===== Dataset records =====
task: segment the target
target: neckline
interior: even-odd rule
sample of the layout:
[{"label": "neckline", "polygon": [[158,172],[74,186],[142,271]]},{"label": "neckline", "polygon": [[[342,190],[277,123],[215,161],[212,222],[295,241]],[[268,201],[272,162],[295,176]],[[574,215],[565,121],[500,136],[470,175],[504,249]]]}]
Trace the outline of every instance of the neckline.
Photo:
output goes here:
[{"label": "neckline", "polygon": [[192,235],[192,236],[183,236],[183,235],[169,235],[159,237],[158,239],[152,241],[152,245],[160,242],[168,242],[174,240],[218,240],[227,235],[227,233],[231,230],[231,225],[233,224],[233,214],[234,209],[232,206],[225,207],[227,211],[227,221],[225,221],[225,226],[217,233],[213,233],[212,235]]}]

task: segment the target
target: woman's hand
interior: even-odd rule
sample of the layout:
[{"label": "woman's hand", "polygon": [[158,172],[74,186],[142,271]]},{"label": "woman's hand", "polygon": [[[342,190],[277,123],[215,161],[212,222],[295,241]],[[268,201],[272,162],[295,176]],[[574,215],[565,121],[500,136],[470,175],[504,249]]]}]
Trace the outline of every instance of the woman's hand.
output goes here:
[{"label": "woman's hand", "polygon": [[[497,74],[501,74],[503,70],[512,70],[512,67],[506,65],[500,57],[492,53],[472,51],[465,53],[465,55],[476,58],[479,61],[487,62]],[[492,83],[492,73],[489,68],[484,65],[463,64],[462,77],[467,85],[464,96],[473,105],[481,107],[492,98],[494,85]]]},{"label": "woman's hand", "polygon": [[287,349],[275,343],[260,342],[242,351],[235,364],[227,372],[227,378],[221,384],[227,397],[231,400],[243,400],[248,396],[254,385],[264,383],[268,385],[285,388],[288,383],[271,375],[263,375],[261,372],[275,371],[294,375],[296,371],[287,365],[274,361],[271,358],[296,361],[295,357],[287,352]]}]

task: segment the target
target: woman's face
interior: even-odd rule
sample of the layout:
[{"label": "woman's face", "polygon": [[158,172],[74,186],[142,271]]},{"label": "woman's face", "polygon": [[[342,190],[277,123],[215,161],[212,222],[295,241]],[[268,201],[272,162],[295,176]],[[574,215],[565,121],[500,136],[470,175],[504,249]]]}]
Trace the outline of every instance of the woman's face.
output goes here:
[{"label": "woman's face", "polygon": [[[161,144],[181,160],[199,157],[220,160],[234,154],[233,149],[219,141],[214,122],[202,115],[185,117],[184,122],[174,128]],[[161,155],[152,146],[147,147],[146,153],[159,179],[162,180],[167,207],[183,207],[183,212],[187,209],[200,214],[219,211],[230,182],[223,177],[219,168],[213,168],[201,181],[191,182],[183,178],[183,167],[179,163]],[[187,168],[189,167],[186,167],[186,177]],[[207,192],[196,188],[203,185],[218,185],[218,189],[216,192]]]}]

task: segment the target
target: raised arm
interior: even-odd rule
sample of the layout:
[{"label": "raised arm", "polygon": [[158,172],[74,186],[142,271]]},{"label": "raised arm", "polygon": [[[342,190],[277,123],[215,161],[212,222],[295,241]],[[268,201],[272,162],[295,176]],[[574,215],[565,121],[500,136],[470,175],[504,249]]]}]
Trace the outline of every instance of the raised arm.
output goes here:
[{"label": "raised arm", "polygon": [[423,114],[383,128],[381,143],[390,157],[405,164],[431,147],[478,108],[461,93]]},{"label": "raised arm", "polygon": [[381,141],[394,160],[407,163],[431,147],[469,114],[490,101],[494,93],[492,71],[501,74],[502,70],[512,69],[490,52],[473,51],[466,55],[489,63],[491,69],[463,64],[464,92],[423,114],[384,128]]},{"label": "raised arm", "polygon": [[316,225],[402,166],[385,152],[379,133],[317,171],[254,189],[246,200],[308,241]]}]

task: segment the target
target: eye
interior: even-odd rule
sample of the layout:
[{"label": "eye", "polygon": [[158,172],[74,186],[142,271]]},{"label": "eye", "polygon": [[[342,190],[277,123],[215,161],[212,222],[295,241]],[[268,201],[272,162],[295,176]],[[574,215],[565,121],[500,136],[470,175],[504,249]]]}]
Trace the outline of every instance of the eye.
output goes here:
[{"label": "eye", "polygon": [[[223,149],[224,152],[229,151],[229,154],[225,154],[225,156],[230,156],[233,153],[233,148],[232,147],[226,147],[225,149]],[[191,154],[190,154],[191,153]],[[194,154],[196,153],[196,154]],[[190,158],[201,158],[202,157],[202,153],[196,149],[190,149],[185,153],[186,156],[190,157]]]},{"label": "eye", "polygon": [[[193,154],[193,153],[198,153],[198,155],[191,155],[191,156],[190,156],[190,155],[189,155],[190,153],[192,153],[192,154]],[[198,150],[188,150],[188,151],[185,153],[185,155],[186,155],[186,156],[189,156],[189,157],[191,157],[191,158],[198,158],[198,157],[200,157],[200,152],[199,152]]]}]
=====
All that is wanted is an exact copy of the lines above from the one with "target: woman's face" through the one with "Trace the outline of every instance of the woman's face.", with both ends included.

target: woman's face
interior: even-odd rule
sample of the layout:
[{"label": "woman's face", "polygon": [[158,172],[74,186],[142,271]]},{"label": "woman's face", "polygon": [[[342,190],[277,123],[215,161],[212,222],[295,241]],[[268,201],[272,162],[295,176]],[[574,215],[565,121],[500,136],[470,175],[504,249]]]}]
Trace the outline of every instance of the woman's face.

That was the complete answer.